- Written problem:
Produce a verbatim transcription of the records below, beginning at the line containing "Can you find the white window" and ending at the final line; include only those lines.
--- Start Given entries ---
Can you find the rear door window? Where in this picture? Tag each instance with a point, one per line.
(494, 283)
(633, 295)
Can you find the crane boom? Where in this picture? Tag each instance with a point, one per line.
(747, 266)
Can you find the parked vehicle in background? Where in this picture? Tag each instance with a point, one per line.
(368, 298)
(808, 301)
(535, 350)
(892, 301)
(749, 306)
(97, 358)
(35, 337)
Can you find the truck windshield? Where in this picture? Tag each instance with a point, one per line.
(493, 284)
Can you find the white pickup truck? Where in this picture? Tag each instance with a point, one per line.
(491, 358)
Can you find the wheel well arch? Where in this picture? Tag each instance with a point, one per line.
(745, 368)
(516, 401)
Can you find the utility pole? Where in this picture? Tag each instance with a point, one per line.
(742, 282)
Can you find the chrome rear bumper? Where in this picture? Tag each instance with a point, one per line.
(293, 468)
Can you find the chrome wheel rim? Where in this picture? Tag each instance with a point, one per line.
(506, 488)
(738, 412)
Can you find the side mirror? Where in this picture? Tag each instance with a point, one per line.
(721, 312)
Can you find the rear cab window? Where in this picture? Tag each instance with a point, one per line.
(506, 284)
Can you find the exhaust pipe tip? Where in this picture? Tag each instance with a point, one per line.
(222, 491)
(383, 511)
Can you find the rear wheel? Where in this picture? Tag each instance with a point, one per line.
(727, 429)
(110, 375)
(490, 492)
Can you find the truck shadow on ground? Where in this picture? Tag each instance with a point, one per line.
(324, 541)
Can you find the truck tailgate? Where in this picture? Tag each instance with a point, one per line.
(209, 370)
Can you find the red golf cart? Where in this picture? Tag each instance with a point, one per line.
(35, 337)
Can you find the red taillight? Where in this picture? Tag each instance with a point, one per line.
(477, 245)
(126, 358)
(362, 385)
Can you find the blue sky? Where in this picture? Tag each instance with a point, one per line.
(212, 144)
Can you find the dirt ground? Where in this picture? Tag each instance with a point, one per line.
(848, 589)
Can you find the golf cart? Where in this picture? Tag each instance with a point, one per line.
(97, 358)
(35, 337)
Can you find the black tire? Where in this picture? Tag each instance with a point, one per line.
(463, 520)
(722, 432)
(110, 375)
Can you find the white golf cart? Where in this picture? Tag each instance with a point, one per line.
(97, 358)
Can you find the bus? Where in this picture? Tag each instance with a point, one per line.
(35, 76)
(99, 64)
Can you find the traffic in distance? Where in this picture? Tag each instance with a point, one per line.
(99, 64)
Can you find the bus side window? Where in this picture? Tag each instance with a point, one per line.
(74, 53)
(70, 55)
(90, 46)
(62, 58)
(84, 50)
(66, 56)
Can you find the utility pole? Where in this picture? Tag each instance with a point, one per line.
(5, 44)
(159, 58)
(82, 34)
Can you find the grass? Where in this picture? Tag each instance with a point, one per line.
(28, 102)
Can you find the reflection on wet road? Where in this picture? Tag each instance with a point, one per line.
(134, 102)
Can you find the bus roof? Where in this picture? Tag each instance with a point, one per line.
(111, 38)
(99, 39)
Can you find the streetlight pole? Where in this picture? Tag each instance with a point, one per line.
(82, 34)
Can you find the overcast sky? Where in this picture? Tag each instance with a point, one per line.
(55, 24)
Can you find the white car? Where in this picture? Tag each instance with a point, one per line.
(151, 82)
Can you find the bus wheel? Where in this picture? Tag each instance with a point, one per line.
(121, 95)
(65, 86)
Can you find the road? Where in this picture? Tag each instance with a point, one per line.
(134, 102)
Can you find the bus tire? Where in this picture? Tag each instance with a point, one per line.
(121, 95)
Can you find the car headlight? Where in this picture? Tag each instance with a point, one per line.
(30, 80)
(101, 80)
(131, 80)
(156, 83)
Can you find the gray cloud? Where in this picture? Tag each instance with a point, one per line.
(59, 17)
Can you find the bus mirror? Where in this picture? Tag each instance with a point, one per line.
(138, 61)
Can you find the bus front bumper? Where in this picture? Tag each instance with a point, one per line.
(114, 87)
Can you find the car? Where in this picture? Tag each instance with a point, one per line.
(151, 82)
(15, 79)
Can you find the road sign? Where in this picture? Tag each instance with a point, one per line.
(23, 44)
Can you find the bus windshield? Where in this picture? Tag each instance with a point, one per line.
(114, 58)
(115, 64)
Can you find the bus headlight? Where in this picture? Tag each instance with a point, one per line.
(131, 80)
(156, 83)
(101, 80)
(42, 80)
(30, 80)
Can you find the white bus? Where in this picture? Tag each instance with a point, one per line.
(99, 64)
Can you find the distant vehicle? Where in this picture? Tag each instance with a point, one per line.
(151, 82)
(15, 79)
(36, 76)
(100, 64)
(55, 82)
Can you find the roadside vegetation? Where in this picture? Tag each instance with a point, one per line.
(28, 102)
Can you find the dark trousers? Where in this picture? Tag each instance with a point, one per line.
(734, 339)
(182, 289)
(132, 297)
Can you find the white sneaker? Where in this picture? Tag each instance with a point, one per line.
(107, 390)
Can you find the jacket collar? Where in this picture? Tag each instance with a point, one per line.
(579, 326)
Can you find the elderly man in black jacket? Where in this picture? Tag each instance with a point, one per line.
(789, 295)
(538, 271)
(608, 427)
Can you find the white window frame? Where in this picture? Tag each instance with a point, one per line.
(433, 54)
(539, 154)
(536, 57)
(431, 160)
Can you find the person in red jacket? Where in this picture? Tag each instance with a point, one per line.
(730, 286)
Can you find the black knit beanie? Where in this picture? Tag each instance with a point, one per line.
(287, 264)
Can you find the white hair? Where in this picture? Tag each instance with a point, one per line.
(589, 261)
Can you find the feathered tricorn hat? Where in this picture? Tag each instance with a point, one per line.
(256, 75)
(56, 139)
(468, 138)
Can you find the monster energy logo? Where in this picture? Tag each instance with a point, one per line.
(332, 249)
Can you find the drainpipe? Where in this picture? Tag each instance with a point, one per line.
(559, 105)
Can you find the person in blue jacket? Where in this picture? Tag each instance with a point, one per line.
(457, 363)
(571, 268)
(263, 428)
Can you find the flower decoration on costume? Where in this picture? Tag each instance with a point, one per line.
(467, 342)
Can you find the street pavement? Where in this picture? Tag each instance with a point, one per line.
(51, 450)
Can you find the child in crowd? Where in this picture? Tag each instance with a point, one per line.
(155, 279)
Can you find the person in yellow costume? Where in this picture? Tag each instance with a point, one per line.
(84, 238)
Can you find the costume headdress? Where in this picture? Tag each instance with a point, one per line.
--- End Given entries ---
- Answer to the exercise:
Can you find the white window frame? Where in this picture? Tag each instance with a point, one per line.
(433, 54)
(539, 154)
(536, 57)
(431, 160)
Can you find the person in red jacket? Where in this picture? Tag each instance with a point, one per line.
(730, 286)
Can you find the black knit beanie? Where in this picture? Tag each instance with a point, one per line.
(287, 264)
Can you find the white hair? Where in this picture? Tag each instance with a point, one per line.
(589, 261)
Can you find the feathered tricorn hat? Where in this picture? Tag each instance with a point, one per line.
(256, 75)
(56, 139)
(468, 138)
Can you find the monster energy logo? Where in this picture? Tag each instance with a point, one per line.
(332, 249)
Can you find the drainpipe? Where in this picture? Tag each instance with a point, one per line.
(559, 105)
Can you find the person in blue jacket? Where in this picture? Tag each instance with a point, one per line.
(457, 363)
(571, 268)
(263, 428)
Can you find the flower decoration on costume? Where in this picture? Tag each instance with a point, one per line.
(467, 342)
Can you find the street pavement? Where in this picture? Tag each instance with a point, one per line.
(51, 450)
Can you find the child in crowd? Where in this picture? Tag each instance with a point, one per line.
(155, 279)
Can you find the person in yellow costume? Where in this picture? Tag each instance with a point, one per line.
(84, 238)
Can you find the costume headdress? Where in this picture? Tag each instance with a point, one per line.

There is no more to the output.